[Directions]: Please arrange the rows below as a numbered list, leaving out any blank lines.

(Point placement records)
● ● ●

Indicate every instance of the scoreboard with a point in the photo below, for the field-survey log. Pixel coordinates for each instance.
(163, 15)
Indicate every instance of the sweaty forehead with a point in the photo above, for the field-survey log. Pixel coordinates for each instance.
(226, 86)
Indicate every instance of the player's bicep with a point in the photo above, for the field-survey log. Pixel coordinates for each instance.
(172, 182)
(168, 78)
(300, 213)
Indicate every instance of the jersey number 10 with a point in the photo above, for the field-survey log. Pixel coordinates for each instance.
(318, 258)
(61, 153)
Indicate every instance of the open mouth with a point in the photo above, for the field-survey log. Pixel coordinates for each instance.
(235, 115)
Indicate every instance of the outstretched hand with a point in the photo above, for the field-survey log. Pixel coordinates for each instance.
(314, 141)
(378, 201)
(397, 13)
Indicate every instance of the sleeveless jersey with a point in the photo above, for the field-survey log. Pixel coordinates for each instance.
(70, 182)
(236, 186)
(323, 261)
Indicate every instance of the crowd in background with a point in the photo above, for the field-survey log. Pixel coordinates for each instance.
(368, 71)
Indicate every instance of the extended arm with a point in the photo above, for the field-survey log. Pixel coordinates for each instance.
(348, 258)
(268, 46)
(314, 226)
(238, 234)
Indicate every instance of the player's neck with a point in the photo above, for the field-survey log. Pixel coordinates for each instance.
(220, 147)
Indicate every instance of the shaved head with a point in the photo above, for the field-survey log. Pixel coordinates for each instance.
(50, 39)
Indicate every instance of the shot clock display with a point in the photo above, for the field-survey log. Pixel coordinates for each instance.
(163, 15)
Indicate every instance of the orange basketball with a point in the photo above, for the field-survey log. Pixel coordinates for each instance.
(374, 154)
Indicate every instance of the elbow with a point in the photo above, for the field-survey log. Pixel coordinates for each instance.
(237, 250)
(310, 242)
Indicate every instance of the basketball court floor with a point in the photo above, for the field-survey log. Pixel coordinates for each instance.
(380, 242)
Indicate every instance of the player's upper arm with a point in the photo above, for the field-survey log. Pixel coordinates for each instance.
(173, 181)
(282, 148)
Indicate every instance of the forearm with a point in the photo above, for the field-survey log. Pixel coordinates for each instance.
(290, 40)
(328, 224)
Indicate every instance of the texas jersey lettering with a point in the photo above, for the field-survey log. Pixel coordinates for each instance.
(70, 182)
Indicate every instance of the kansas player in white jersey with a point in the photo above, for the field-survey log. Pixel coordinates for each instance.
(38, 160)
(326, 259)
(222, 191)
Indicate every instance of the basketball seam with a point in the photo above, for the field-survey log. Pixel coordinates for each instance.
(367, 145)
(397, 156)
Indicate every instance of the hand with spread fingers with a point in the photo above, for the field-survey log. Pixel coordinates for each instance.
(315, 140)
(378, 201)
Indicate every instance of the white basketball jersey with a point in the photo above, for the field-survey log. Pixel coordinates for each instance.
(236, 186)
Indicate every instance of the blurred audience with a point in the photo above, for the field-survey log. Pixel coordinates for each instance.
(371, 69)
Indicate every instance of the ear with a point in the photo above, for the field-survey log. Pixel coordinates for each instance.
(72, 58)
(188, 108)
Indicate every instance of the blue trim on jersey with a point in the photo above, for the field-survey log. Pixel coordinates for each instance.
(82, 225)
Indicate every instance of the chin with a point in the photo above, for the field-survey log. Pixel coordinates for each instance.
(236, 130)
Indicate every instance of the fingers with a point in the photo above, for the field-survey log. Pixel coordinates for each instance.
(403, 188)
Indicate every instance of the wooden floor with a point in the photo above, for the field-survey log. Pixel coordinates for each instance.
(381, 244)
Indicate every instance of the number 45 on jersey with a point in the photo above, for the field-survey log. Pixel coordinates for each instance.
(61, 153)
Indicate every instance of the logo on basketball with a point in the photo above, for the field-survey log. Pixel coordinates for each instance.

● ● ●

[The output]:
1. Indicate every instance of the scoreboard with a point in the photo below, for the field-survey log. Pixel coordinates for each instance.
2. (163, 15)
3. Indicate every instance of the sweaty forehead with a point in the photo above, for the field-survey log. Pixel coordinates for each instance.
4. (226, 86)
5. Indicate every instance of the player's bicep with a point in the photo above, for the field-survey log. Pixel coordinates for each instance.
6. (172, 182)
7. (168, 78)
8. (300, 213)
9. Indicate every instance of the jersey number 10 with a point in the photo above, for the field-survey log. Pixel coordinates for each instance.
10. (318, 258)
11. (61, 153)
12. Indicate every instance of the open mouth with a point in the photo above, for the field-survey log. Pixel coordinates for each instance.
13. (235, 115)
14. Indicate every instance of the outstretched hand with a point in the photo above, for the field-survey log. Pixel coordinates for each instance.
15. (314, 141)
16. (378, 201)
17. (397, 13)
18. Indicate every instance of the sleeveless jersey with a point in the photo above, for the field-survey log. Pixel coordinates for each instance.
19. (70, 182)
20. (236, 186)
21. (323, 261)
22. Indicate every instance of the crowd in background with a point in the photo above, for the field-survey log. Pixel coordinates for each instance.
23. (368, 71)
24. Indicate every instance of the extended arm with a point in the photo above, for the field-survey log. Pixel coordinates for each instance.
25. (348, 258)
26. (268, 46)
27. (314, 226)
28. (238, 234)
29. Indicate every instance of the player's neck with a point in the photo above, for the field-survey log. Pixel coordinates for each instance.
30. (220, 147)
31. Indicate every instance of the shaved head with a point in the photo above, for the field-survey log. Pixel coordinates for each instance.
32. (50, 39)
33. Indicate every instance of the shot clock display with a point in the photo above, for the field-survey log. Pixel coordinates for each instance.
34. (163, 15)
35. Indicate every instance of the orange basketball with a point in the photo above, for the field-survey log. Pixel coordinates for each instance.
36. (374, 154)
37. Indicate every instance of the elbow with a point in the photo above, for the field-survey log. Pixel coordinates for each instance.
38. (237, 250)
39. (310, 242)
40. Indicate every instance of the basketball court floor with a point in the photo above, for the field-survey log. Pixel coordinates for each instance.
41. (380, 242)
42. Indicate every instance of the player's upper arm with a point in the photo above, for the field-survey log. Pixel coordinates for each instance.
43. (173, 181)
44. (282, 148)
45. Indicate every instance of the forearm with a point in the photo above, for the field-survey log. Pixel coordinates for each instance.
46. (290, 40)
47. (328, 224)
48. Indicate every instance of the texas jersey lettering with a point in the photo above, for the field-survey log. Pixel coordinates for each instance.
49. (70, 182)
50. Indicate every instance of the kansas player in white jersey with a point in the photo above, for the field-survey log. Pixel coordinates for each instance.
51. (38, 160)
52. (326, 259)
53. (222, 191)
54. Indicate every instance of the basketball seam with a point in the photo above, for the field-survey log. Pixel coordinates for each instance.
55. (367, 145)
56. (397, 156)
57. Indicate every instance of the hand with spread fingers with a point in the photo above, for the field-survey log. Pixel coordinates for each instance.
58. (315, 140)
59. (378, 201)
60. Indicate every instance of the white basketball jersey with a point in the photo above, for the field-survey log. Pixel coordinates for each instance.
61. (236, 186)
62. Indicate every instance of the blurred audience with a point in the photo above, for the field-survey log. Pixel coordinates for each instance.
63. (371, 69)
64. Indicate every instance of the ear with a point in the photo above, for the field-survey log. Pixel coordinates for each instance.
65. (72, 58)
66. (188, 108)
67. Indicate every instance of the blue trim on jersey with a point in the photo above, for the field-survey log. Pixel coordinates for each instance.
68. (82, 225)
69. Indicate every instance of the chin with a point in the photo above, for the field-survey log. Pixel coordinates for each instance.
70. (236, 130)
71. Indicate every instance of the fingers with a point in the photo above, for the field-survey log. Pixel coordinates for each instance.
72. (403, 188)
73. Indicate every instance of the wooden floor with a point in the photo above, for the field-survey log. Pixel coordinates for each instance.
74. (381, 244)
75. Indicate every instance of the number 45 on jersey with a point in the photo above, for the field-survey log. Pixel coordinates for each instance.
76. (61, 153)
77. Indicate every instance of the logo on basketball with a point in the photo above, for the field-survey log. Pixel coordinates for each instance.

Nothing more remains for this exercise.